__Gezeigter Text__

10.07.2023

Was ist eine Teileinspruchsentscheidung?

Nobody is perfect. Ihr Finanzamt macht da keine Ausnahme. Weist ein Bescheid Fehler auf, legen Sie als Unternehmen Einspruch ein. Eine Teileinspruchsentscheidung zum korrekten Teil des Bescheides soll Rechtssicherheit schaffen – sorgt bisweilen aber für Rechtsunsicherheit.

Teileinspruchsentscheidung

Was ist ein Einspruch? 

Mit einem Einspruch können Sie als Unternehmen beispielsweise einen Steuerbescheid von Ihrem Finanzamt anfechten. Dafür haben Sie als steuerpflichtiges Unternehmen normalerweise einen Monat nach Bekanntgabe Zeit. Sie kennen das: gegen Ende des Bescheides finden Sie jeweils im Erläuterungsteil eine entsprechende Belehrung. Sie finden dort keine Belehrung? Dann gibt Ihnen § 356 Abgabeordnung (AO) ein Jahr nach Bekanntgabe Zeit, Einspruch einzulegen.

Einträge mit Punktmarkierungen:
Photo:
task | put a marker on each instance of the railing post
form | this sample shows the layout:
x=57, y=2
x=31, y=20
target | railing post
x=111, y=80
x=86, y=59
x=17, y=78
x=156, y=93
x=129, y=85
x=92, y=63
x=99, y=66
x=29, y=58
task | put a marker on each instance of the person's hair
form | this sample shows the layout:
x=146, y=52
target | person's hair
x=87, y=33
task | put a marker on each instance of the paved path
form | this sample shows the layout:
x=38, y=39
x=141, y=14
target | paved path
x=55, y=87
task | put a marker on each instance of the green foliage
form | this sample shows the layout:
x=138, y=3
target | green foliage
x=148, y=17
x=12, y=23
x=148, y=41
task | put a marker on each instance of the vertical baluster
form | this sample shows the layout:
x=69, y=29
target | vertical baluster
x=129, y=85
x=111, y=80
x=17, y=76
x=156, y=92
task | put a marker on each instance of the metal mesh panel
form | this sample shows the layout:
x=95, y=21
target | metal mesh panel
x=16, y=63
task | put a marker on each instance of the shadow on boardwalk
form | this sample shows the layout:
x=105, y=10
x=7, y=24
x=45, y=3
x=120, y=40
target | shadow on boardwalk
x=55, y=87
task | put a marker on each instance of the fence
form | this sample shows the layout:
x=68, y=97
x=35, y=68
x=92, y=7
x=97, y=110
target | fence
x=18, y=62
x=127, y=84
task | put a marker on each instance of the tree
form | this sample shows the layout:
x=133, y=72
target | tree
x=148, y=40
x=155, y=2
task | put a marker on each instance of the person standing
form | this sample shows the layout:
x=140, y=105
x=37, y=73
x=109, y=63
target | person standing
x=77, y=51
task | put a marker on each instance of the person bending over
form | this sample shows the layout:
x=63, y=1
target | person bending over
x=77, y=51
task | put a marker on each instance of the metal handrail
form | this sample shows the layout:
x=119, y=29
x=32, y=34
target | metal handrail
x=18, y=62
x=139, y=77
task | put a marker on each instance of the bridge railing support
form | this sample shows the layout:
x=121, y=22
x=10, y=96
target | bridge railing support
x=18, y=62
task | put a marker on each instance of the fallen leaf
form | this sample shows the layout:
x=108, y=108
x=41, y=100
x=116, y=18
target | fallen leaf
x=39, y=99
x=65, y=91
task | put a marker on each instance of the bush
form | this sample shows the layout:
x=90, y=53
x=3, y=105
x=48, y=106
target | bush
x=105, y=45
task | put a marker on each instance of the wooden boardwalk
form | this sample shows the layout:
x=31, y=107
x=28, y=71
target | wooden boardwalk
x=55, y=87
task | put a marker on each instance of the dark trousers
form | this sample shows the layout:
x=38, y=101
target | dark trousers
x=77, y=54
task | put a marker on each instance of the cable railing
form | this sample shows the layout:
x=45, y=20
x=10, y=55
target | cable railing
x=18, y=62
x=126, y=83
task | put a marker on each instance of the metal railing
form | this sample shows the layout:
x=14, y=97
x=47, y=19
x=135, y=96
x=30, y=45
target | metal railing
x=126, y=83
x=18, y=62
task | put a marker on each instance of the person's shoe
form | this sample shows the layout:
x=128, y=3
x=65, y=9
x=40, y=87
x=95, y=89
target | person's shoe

__Aufgaben__
1. Wiederholen Sie aus dem Text über die Teileinspruchsentscheidung wortgetreu den Abschnitt, der mit "Nobody is perfect." beginnt und bis einschließlich "ist ein Einspruch?" reicht.
2. Beantworten Sie anhand des Textes über die Teileinspruchsentscheidung:
(a) Was soll eine Teileinspruchsentscheidung zum korrekten Teil des Bescheides schaffen?
(b) Wie viel Zeit hat ein steuerpflichtiges Unternehmen normalerweise nach Bekanntgabe für einen Einspruch?
(c) Welche Frist gibt § 356 AO, wenn sich im Bescheid keine Belehrung findet?
3. Schreiben Sie den Text über die Teileinspruchsentscheidung im Anschluss an seinen letzten Satz weiter.
Die Einträge spielen hierfür keine Rolle.

__Antworten__
1.
Nobody is perfect. Ihr Finanzamt macht da keine Ausnahme. Weist ein Bescheid Fehler auf, legen Sie als Unternehmen Einspruch ein. Eine Teileinspruchsentscheidung zum korrekten Teil des Bescheides soll Rechtssicherheit schaffen – sorgt bisweilen aber für Rechtsunsicherheit.

Teileinspruchsentscheidung

Was ist ein Einspruch?

2.
(a) Rechtssicherheit.
(b) Einen Monat.
(c) Ein Jahr nach Bekanntgabe.

3.
Was ist eine Einspruchsentscheidung? 

Ihr Finanzamt entscheidet über Ihren Einspruch per Bescheid, im Finanzamtsjargon „Einspruchsentscheidung“. Sie enthält: 

  • eine Begründung  
  • eine Rechtsbehelfsbelehrung  

Das Amt erteilt sie Ihnen, dem Einspruchsführer, schriftlich oder elektronisch.  

Was ist eine Teileinspruchsentscheidung? 

Sie kann Ihr Finanzamt erteilen, wenn es zur Auffassung kommt, dass es sachdienlich wäre, zunächst nur über Teile Ihres Einspruches zu entscheiden. Die Möglichkeit dazu eröffnet ihm § 367 Abs. 2a AO.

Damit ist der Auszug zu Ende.